►

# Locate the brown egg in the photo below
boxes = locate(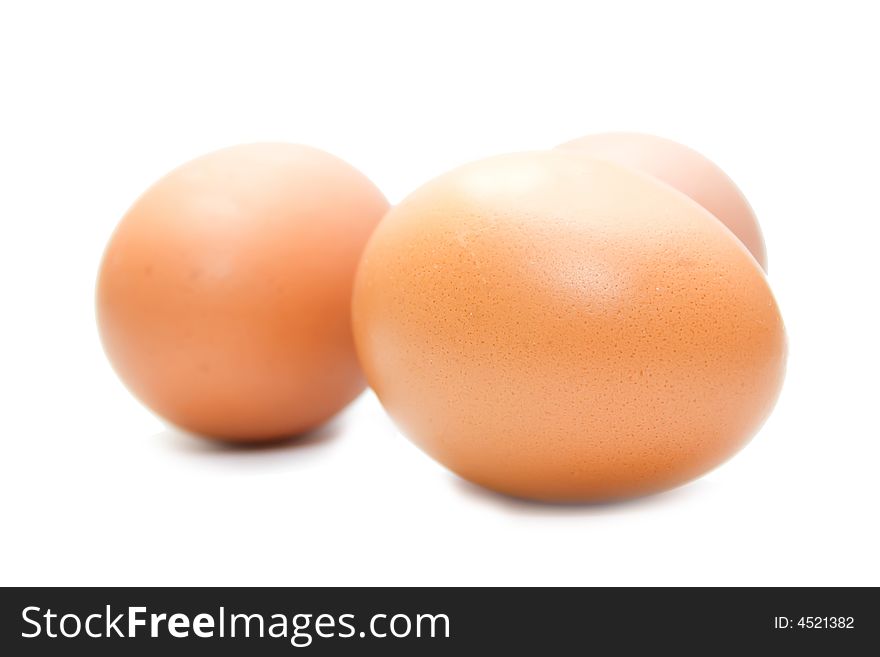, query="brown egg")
[558,132,767,271]
[353,150,786,501]
[97,144,388,441]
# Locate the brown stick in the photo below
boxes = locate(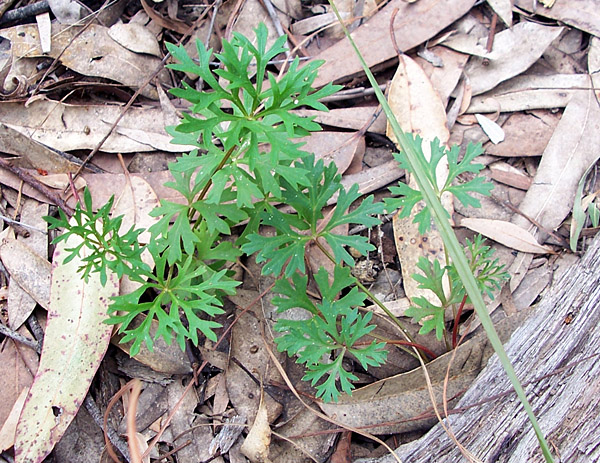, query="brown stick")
[0,158,73,215]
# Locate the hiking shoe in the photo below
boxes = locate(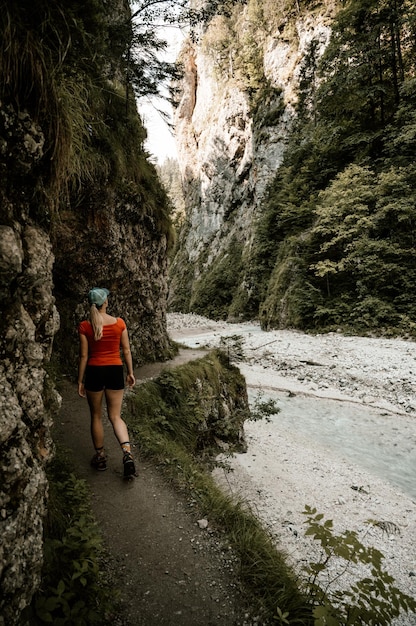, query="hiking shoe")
[91,453,107,472]
[123,452,136,478]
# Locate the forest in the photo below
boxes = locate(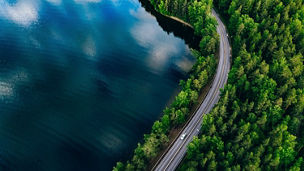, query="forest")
[179,0,304,170]
[113,0,219,171]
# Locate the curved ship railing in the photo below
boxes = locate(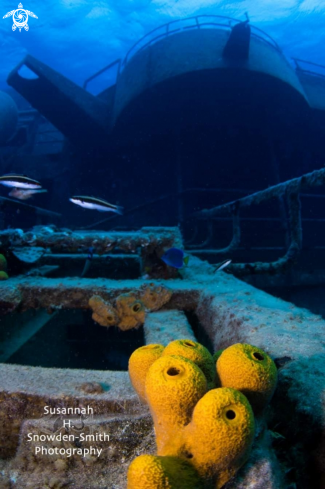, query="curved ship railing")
[83,14,282,89]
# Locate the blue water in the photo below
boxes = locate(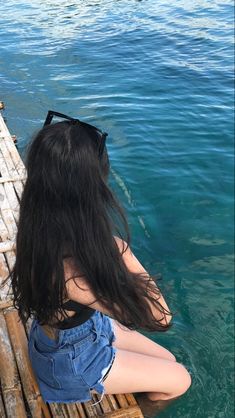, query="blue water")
[0,0,234,418]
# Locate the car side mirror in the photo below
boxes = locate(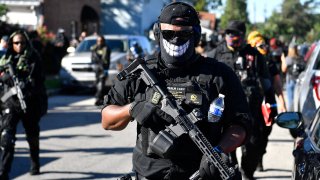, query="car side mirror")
[275,112,302,129]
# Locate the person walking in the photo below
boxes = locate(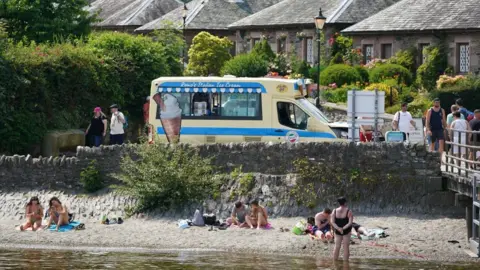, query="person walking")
[425,98,447,156]
[330,197,353,261]
[450,111,471,166]
[469,109,480,165]
[85,107,107,147]
[393,102,416,141]
[110,104,126,145]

◄

● Exercise details
Please show each line of the entries above that contains the word "photo".

● Correct answer
# Locate the brown egg in the photo below
# Locate the brown stick in the photo below
# Locate the hiking shoe in the photo below
# Locate the forest in the photo below
# Locate the curved ship railing in the photo below
# Locate the blue water in the photo below
# Locate the car side mirror in the photo below
# Locate the person walking in the photo below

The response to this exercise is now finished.